# Took the wife shooting!



## Cruentus (Dec 14, 2004)

I took my wife shooting over the weekend. It was pretty cool. She did very well for a small woman who has never shot before. It was good for me to have to teach someone basic safety and technique, because it helped me reinforce what I have learned so far. I have been begging her since the honeymoon to go with me, and finally she went. She had a lot of fun, too. artyon: 

The most important thing about this, though, is safety, and that she can pick up my guns and use them if someone were to break into our place, or if she was in danger.

How many of you have insisted that your significant other learn to shoot? How many of you have insisted that they learn basic self defense?

I think that these are important...

Paul


----------



## Tgace (Dec 14, 2004)

Ive insisted many things.....Ive actually gotten, well lets say somewhat less.


----------



## Ceicei (Dec 14, 2004)

Hey!!! That's a good thing! I'm glad you handled that well. There are many couples I know in which one (usually the wife) remain adamant about not handling/having guns around even after logical persuasion.

 As for me, both my husband and I enjoy guns even before we married. The only thing that I insisted on after the birth of our first child was to get a very good gun safe to store our various firearms.

 We still practice shooting (along with my older two children). When my younger two children become old enough, we'll teach them how to handle guns too. My oldest son has already gone on hunts with my husband and the meat we bring home from hunting season lasts all winter.

  - Ceicei


----------



## Cruentus (Dec 14, 2004)

» Raw data
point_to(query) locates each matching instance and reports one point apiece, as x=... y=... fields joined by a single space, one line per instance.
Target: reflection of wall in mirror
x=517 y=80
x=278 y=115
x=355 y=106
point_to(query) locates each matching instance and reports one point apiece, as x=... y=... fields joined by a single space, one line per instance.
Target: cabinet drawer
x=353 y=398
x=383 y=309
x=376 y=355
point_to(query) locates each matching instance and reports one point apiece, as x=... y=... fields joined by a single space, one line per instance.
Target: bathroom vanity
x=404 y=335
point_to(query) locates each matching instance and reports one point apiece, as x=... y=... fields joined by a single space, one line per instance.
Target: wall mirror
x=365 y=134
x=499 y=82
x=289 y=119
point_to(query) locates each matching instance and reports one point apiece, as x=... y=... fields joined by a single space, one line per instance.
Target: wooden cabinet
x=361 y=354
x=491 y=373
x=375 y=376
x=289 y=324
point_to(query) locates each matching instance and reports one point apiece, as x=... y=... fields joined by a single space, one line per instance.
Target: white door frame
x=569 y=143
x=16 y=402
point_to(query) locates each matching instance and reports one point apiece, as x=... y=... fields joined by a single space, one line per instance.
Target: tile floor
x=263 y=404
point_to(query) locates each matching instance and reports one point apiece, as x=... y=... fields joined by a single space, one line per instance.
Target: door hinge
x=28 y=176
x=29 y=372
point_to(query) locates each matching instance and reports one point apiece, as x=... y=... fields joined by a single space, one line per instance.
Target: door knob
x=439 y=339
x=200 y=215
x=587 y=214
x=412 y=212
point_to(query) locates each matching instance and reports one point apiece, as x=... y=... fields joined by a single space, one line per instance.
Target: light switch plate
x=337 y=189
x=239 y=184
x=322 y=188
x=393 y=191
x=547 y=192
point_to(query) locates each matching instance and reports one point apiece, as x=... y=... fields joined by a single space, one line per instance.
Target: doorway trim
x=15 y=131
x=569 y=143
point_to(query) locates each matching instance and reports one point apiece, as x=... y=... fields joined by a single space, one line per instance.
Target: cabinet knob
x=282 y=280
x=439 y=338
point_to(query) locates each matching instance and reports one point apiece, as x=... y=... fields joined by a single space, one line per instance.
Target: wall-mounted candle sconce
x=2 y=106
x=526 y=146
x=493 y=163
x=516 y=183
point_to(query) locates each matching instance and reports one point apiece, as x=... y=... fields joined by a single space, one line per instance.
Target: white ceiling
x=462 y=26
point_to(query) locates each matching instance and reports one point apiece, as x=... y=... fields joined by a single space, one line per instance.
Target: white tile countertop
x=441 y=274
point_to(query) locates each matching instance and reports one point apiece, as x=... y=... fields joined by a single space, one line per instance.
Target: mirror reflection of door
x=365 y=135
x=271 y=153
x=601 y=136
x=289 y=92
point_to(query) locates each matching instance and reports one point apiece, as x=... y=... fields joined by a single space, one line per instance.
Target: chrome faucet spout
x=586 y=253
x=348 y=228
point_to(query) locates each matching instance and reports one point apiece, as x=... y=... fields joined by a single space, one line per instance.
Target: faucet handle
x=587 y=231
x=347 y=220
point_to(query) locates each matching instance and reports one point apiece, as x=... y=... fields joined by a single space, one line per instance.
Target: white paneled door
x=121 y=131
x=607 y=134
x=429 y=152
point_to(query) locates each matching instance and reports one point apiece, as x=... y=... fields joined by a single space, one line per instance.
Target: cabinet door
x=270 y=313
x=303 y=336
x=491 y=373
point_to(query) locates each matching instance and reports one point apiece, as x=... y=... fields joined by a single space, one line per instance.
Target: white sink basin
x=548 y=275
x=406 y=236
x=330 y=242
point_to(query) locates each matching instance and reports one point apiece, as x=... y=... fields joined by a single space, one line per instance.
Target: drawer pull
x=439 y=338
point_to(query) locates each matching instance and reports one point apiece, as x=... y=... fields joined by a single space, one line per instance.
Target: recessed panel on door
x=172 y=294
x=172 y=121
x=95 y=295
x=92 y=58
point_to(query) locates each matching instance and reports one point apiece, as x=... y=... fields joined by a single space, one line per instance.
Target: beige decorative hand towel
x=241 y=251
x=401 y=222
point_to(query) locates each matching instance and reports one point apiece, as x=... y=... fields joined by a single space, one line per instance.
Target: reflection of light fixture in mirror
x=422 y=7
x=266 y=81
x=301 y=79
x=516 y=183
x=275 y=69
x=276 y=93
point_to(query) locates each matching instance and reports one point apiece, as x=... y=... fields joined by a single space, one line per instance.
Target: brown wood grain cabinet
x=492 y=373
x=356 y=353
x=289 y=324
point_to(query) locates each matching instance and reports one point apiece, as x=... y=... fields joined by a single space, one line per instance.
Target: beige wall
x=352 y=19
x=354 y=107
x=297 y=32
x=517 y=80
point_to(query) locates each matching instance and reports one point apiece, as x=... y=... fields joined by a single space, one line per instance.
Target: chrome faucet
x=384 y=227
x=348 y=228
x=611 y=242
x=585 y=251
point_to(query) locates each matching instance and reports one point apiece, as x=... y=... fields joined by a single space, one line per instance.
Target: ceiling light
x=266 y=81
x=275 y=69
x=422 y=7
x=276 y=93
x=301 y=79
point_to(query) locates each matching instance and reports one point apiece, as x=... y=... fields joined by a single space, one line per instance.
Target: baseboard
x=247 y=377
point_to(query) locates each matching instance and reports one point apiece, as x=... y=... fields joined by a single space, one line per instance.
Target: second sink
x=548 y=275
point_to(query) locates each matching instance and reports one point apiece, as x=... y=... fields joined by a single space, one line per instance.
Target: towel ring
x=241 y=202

» Directive A
Translate this sentence from the forum thread on shooting into Spanish: "The only thing that I insisted on after the birth of our first child was to get a very good gun safe to store our various firearms."
» Directive B
Return the section of the forum thread on shooting from "As for me, both" to "lasts all winter.", copied word for word.

» Result A
Lo único en lo que insistí tras el nacimiento de nuestro primer hijo fue conseguir una caja fuerte muy buena para guardar nuestras diversas armas de fuego.

» Result B
As for me, both my husband and I enjoy guns even before we married. The only thing that I insisted on after the birth of our first child was to get a very good gun safe to store our various firearms.

 We still practice shooting (along with my older two children). When my younger two children become old enough, we'll teach them how to handle guns too. My oldest son has already gone on hunts with my husband and the meat we bring home from hunting season lasts all winter.